*Task to carry out*. Please reproduce, unchanged, the lines of the material from the line containing "head, that would be most appreciated." through the final line of the material.

>> Begin

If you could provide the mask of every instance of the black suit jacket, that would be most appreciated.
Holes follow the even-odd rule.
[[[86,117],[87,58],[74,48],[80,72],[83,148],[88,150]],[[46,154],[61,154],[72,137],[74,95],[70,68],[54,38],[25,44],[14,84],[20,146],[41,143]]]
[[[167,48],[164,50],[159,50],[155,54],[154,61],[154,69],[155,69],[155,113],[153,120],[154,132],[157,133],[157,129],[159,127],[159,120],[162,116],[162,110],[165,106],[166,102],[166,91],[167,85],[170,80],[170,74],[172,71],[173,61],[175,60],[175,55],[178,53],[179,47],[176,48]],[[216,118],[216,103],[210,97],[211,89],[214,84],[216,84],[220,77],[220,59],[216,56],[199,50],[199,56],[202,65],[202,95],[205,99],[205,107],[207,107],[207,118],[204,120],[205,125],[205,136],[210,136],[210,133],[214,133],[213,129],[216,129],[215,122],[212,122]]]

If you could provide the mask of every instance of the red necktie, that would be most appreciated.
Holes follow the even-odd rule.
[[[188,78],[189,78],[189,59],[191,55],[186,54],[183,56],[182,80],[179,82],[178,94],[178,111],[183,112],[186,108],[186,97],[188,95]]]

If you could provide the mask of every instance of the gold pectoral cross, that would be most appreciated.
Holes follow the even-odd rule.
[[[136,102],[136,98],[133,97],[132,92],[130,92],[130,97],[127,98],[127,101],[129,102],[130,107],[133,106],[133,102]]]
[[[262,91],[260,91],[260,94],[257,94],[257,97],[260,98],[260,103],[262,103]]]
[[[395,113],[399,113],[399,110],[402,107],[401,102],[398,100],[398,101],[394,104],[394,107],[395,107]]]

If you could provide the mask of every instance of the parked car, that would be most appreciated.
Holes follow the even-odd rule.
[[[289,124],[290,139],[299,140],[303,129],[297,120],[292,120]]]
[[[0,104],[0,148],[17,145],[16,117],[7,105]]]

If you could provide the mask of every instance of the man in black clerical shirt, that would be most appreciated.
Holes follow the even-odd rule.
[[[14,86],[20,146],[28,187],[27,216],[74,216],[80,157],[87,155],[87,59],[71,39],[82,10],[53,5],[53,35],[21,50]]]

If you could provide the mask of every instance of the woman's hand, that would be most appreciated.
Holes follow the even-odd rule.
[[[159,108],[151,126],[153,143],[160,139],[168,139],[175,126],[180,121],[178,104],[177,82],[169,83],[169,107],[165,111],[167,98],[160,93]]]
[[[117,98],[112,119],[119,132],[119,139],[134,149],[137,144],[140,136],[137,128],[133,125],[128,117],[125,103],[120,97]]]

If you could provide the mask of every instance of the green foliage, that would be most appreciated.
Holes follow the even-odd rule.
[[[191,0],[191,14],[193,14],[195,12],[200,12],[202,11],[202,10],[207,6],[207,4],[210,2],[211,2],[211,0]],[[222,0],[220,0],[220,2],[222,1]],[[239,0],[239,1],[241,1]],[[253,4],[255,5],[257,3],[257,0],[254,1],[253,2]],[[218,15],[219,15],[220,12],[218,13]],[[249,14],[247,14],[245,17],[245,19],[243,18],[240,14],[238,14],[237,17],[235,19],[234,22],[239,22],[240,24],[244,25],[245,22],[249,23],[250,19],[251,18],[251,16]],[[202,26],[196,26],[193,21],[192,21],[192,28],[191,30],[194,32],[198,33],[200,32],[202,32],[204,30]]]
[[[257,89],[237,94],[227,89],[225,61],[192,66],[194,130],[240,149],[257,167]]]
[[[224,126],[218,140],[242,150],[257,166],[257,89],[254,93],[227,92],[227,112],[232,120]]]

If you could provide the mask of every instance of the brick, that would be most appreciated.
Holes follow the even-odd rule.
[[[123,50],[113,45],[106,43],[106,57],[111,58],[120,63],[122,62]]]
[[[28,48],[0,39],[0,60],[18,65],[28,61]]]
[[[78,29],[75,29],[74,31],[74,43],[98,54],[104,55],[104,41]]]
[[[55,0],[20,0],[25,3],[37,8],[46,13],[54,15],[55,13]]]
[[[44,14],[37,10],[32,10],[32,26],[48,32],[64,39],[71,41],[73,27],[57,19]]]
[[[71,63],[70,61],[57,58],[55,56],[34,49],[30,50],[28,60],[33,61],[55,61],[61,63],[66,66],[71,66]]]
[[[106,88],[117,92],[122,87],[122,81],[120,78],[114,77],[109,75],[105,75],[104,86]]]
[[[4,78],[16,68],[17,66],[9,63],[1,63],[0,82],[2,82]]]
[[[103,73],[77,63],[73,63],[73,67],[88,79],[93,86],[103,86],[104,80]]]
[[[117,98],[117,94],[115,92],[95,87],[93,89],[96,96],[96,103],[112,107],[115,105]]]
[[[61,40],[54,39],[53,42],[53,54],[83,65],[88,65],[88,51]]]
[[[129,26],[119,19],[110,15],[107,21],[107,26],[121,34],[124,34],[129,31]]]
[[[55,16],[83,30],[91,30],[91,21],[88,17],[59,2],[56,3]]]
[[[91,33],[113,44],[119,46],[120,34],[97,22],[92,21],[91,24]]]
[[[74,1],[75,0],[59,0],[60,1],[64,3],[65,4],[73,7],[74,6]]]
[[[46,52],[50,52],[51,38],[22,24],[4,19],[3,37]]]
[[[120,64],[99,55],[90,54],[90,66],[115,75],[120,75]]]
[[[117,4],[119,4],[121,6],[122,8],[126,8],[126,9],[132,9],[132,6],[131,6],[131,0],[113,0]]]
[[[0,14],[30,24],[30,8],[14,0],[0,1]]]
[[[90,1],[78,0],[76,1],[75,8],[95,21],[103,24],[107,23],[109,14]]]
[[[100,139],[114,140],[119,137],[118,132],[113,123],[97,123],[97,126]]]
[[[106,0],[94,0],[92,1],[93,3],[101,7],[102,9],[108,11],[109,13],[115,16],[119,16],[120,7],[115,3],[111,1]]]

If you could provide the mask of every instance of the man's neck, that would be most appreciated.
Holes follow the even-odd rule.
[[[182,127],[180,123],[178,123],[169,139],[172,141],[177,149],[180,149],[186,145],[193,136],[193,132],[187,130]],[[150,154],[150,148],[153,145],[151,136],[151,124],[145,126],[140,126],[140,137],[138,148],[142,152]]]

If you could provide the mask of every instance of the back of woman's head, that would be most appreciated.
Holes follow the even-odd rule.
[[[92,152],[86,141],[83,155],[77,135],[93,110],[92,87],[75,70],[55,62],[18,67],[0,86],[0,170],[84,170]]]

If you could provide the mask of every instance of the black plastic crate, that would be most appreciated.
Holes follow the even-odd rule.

>> End

*Exercise response*.
If you could provide the mask of every instance of the back of woman's head, that would be most appreciated.
Holes follow the even-odd rule.
[[[92,152],[86,141],[83,155],[77,135],[93,110],[92,87],[75,70],[55,62],[18,67],[0,86],[0,170],[84,170]]]

If you could provide the mask of every instance of the black plastic crate, that would be most appreciated.
Holes follow the even-odd rule.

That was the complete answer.